* **Enunciado A**: Segundo a notícia sobre a proibição do hijab na França, que função exerce Anna Błuś?
* **Enunciado B**: Devolva sem alterações o trecho das linhas de dados que começa na linha que contém "Question. Put a marker on each instance of the navy" e termina na última dessas linhas, com as duas extremidades incluídas.

* **Bloco de texto**:
--------

18 Julho 2024
A Anistia Internacional criticou fortemente a proibição, em vigor na França, do uso do hijab, dizendo que esse fato está impactando negativamente nas mulheres e jovens muçulmanas desportistas no país.
A informação é publicada por 7Margens, 16-07-2024.
Num novo relatório, intitulado “Já não podemos respirar. Até os desportos, já não os podemos praticar” e publicado em antecipação dos Jogos Olímpicos de Paris, a Anistia denuncia o que constitui uma violação do direito internacional em matéria de direitos humanos e expõe a ação discriminatória das autoridades francesas e o fraco empenho do Comitê Olímpico Internacional (COI) nesta matéria.
“As regras discriminatórias que controlam o que as mulheres vestem são uma violação dos direitos humanos das mulheres e jovens muçulmanas e têm um impacto devastador na participação delas nos esportes, bloqueando os esforços para tornar a prática desportiva mais inclusiva e acessível”, assinala Anna Błuś, investigadora dos direitos das mulheres da Anistia Internacional na Europa.

--------

* **Registros de anotação por pontos**:
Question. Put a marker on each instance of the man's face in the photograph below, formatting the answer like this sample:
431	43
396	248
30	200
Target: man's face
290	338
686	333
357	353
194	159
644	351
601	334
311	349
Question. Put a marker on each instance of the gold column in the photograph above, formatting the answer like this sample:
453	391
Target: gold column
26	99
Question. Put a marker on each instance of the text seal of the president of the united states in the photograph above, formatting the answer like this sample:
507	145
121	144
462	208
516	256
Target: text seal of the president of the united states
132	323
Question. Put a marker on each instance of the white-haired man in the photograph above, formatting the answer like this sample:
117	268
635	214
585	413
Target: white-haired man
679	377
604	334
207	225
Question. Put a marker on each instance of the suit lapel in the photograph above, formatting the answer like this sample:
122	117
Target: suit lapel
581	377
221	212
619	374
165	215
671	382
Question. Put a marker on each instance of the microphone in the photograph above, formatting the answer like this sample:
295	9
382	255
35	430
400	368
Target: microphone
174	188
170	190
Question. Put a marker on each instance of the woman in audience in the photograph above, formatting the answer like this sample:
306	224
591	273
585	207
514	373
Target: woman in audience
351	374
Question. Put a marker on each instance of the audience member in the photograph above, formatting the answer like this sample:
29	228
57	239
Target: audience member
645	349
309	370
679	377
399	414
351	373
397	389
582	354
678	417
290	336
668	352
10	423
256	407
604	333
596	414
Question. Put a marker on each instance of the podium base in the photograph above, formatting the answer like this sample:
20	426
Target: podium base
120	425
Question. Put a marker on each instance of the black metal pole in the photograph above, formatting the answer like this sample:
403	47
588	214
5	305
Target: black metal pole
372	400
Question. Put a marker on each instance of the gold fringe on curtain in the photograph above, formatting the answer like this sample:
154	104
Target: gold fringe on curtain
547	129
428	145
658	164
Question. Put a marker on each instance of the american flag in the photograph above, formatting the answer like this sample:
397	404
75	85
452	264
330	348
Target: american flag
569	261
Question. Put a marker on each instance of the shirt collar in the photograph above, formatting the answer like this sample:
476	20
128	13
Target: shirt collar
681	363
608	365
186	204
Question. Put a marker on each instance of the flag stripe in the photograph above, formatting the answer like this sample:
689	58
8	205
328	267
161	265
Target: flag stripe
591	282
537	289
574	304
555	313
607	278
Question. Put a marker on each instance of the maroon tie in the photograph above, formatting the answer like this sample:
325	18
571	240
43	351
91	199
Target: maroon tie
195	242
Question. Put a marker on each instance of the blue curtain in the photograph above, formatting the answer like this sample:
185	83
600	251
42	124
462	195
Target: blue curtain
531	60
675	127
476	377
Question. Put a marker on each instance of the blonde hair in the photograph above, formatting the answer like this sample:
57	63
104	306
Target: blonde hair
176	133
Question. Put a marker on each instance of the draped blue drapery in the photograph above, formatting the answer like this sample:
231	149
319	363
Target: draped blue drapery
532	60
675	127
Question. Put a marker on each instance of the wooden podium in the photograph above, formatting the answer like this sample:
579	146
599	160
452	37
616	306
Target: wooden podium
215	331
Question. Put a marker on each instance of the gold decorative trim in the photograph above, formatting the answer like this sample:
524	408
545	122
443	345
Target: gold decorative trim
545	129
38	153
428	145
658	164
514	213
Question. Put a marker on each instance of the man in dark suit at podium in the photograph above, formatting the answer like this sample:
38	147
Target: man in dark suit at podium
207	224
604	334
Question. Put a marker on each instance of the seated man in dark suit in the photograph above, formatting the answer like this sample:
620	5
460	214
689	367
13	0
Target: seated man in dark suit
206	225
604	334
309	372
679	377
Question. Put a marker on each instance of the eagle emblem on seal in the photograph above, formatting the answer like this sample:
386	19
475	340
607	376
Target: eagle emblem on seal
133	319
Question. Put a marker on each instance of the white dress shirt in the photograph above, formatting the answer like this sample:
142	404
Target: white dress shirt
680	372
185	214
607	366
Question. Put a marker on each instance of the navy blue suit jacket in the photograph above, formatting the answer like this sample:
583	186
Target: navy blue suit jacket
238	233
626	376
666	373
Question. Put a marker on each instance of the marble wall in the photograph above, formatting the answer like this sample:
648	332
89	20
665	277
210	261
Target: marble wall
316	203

--------

* **Resposta A**: Ela é investigadora dos direitos das mulheres da Anistia Internacional na Europa.

* **Resposta B**:
Question. Put a marker on each instance of the navy blue suit jacket in the photograph above, formatting the answer like this sample:
583	186
Target: navy blue suit jacket
238	233
626	376
666	373
Question. Put a marker on each instance of the marble wall in the photograph above, formatting the answer like this sample:
648	332
89	20
665	277
210	261
Target: marble wall
316	203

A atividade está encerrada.